:: Source data ::
-*-

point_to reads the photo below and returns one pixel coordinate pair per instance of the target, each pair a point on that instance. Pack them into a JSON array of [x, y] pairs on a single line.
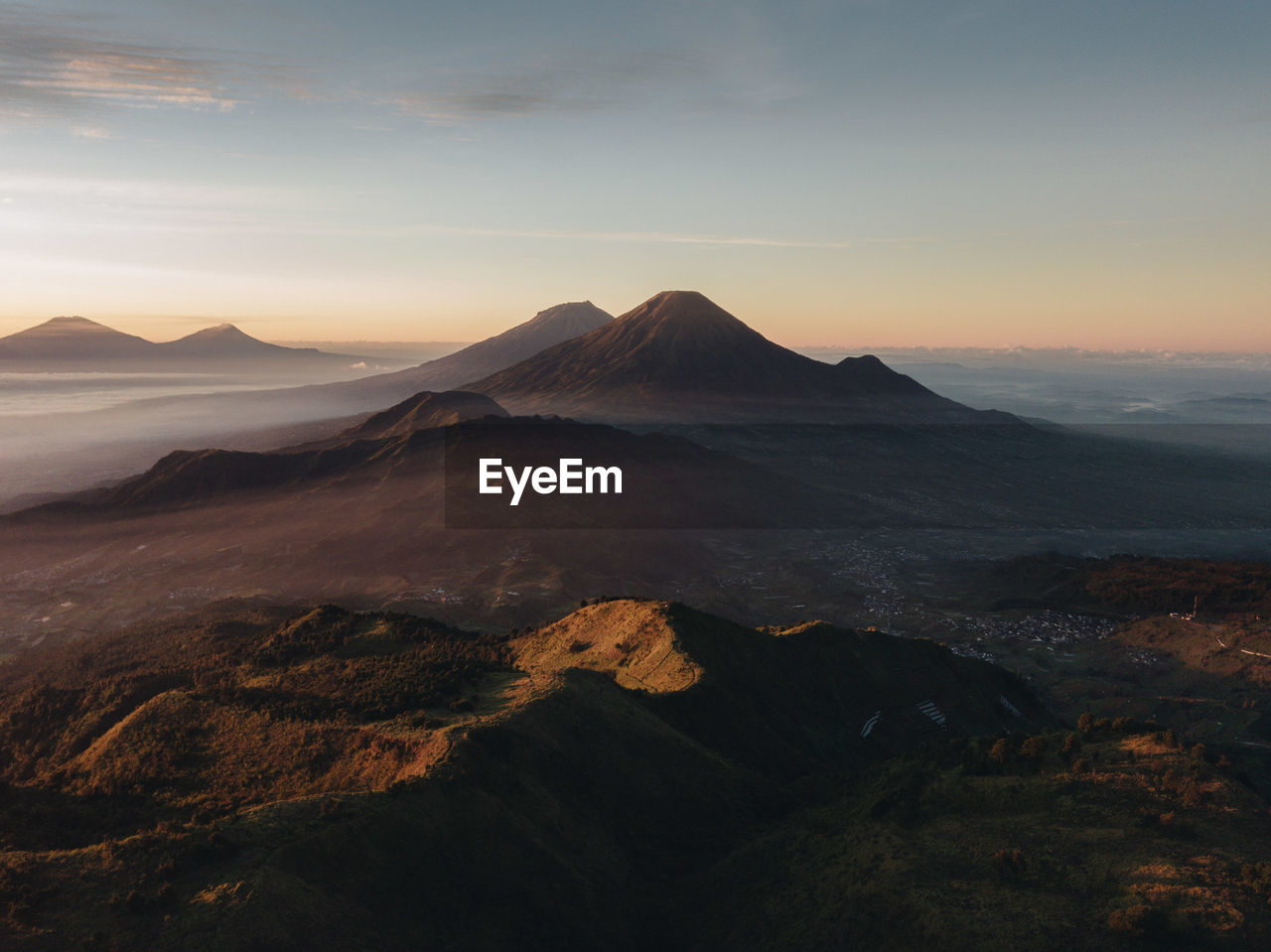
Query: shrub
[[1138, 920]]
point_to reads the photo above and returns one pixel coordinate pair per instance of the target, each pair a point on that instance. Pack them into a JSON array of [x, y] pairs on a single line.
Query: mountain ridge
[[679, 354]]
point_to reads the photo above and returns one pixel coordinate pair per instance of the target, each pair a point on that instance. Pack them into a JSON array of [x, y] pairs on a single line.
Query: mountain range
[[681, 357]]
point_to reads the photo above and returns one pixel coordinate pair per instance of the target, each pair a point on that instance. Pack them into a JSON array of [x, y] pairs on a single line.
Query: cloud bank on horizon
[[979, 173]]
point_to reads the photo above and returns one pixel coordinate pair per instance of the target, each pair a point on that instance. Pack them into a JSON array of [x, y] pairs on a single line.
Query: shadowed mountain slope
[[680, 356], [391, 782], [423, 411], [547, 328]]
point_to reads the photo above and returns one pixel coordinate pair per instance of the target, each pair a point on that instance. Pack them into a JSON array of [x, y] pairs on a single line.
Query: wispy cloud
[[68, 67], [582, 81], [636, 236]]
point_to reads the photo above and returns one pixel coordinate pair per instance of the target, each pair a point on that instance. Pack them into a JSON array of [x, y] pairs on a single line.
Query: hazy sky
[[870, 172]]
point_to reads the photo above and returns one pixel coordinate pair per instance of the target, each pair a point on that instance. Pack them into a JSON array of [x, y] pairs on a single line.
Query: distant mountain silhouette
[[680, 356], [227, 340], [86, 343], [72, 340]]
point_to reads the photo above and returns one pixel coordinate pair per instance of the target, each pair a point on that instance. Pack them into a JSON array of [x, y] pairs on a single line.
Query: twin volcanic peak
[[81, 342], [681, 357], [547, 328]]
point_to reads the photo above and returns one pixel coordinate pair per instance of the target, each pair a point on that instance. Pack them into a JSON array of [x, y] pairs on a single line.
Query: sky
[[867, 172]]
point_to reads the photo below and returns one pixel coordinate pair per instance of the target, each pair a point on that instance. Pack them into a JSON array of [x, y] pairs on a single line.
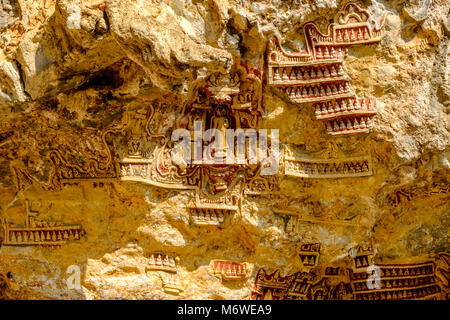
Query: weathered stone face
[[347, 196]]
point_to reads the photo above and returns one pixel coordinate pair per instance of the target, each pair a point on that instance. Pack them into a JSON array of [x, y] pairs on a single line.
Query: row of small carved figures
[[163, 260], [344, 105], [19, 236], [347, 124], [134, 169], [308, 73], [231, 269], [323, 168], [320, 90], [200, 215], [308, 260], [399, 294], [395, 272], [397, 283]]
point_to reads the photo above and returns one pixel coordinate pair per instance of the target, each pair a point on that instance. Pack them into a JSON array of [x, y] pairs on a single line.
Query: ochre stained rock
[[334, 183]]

-*-

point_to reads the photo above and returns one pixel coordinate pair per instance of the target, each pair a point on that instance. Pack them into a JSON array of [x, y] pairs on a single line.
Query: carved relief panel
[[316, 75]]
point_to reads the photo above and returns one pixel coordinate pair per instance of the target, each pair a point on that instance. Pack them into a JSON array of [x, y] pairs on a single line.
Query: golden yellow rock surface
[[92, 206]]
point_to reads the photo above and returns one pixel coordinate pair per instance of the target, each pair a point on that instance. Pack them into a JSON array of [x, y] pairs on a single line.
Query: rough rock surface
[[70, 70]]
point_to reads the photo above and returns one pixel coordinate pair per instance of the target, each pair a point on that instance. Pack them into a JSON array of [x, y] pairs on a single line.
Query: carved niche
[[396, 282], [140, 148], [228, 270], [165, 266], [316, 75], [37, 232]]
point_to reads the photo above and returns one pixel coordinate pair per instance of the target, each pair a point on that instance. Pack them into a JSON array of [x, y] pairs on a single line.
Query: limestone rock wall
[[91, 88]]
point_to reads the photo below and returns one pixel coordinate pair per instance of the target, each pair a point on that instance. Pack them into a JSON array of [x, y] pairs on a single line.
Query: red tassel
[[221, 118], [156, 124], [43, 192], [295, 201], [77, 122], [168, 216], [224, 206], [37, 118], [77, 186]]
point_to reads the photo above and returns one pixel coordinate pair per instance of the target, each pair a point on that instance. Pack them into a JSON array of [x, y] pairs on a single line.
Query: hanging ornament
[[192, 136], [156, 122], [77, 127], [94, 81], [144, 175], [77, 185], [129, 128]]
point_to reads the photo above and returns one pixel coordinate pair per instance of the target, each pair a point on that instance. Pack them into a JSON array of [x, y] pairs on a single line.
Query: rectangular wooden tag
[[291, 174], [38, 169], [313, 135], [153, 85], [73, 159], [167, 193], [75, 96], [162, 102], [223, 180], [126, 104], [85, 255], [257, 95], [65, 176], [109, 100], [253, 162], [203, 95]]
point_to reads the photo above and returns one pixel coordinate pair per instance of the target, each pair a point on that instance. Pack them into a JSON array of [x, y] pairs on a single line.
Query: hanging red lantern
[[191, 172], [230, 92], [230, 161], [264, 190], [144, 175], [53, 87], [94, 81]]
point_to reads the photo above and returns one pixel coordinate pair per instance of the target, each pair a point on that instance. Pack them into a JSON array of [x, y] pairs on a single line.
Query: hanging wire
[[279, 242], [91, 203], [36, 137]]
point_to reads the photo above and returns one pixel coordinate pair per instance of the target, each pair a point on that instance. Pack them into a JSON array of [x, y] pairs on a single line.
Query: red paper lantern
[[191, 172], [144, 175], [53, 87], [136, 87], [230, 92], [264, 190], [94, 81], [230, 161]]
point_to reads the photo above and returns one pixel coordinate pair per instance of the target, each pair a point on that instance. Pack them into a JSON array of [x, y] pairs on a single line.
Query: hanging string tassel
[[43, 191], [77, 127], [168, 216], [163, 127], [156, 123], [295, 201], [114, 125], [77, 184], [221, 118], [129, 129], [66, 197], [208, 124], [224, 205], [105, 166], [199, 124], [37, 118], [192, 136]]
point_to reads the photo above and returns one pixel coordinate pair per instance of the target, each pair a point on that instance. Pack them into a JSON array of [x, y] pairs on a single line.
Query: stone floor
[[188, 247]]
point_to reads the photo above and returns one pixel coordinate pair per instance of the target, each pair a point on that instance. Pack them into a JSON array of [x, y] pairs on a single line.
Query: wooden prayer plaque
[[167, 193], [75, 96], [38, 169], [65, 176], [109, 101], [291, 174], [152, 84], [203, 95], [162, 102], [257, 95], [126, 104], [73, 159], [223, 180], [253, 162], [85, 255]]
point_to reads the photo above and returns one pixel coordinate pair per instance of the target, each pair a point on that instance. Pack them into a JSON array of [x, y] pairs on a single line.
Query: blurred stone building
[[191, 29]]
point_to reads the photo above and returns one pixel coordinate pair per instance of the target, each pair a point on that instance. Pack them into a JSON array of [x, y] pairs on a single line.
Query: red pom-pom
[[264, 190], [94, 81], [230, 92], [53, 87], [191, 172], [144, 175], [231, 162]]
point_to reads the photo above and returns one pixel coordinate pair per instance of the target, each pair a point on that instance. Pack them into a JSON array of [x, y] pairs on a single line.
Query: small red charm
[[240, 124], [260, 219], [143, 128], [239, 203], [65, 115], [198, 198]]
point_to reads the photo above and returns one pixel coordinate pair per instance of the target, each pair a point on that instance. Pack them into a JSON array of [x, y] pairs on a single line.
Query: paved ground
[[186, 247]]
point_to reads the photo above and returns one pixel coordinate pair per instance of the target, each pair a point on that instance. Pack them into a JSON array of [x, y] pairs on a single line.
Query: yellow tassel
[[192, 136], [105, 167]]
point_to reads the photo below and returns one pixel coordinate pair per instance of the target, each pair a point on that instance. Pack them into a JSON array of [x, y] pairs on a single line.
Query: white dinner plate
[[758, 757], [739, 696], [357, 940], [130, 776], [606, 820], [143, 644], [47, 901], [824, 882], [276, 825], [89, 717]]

-*-

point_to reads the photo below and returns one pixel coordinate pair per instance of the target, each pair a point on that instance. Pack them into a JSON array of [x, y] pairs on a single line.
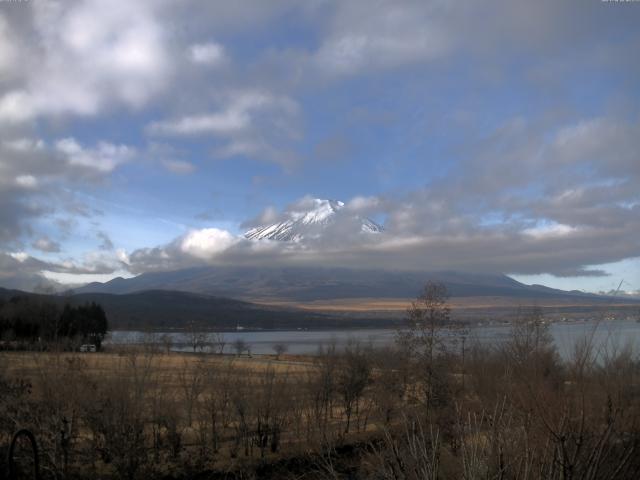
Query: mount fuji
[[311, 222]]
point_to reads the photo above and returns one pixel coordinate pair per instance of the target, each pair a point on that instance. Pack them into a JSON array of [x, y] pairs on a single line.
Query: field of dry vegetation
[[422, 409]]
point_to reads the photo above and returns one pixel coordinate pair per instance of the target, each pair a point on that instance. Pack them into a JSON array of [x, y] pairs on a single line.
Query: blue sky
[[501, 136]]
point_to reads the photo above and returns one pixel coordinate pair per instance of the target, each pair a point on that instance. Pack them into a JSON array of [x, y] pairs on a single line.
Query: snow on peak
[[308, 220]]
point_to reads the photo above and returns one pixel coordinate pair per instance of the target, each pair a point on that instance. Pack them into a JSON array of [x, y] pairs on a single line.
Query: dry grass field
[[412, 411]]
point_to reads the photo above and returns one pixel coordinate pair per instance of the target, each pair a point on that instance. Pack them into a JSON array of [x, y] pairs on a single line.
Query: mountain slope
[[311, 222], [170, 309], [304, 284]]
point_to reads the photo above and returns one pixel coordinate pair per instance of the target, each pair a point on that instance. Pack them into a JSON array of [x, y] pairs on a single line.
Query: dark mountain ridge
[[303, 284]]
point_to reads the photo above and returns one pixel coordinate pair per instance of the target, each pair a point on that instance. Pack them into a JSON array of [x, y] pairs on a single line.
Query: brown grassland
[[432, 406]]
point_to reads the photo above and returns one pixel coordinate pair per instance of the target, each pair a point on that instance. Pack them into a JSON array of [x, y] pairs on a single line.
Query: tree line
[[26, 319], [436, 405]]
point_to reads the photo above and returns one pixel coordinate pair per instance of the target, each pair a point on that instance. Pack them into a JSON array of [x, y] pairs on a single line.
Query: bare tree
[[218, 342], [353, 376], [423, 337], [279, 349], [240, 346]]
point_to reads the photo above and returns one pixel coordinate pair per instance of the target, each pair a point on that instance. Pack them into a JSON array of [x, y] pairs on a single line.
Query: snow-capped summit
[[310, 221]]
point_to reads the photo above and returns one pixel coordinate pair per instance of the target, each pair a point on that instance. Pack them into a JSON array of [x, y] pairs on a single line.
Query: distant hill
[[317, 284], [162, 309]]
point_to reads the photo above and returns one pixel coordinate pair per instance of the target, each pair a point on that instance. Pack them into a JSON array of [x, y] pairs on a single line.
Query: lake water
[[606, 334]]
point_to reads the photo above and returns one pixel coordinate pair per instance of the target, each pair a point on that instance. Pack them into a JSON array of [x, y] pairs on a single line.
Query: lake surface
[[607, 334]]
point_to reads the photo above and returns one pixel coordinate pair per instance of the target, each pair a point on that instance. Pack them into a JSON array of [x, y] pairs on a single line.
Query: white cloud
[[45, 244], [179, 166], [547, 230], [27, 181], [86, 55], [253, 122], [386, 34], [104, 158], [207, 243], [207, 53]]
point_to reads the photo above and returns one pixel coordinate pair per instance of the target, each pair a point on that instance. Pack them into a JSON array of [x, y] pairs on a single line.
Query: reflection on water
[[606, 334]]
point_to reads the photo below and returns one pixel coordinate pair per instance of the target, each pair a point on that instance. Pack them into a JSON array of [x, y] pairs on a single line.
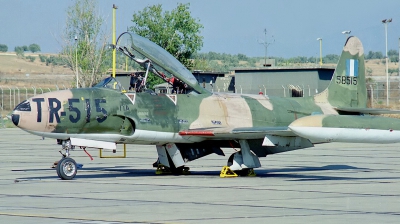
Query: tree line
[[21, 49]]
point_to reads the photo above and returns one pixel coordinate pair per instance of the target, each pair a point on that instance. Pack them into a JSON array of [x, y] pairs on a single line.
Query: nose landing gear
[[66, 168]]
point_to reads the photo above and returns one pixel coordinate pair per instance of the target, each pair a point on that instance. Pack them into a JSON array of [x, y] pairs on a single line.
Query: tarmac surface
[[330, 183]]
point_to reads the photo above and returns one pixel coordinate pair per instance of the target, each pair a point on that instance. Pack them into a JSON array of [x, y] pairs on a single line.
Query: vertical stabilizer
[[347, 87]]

-*-

:: Aim of the task ::
Identify each line of the records that contains the string "slope", and copy those lines out.

:: Task response ::
Query: shadowed mountain slope
Query: mountain slope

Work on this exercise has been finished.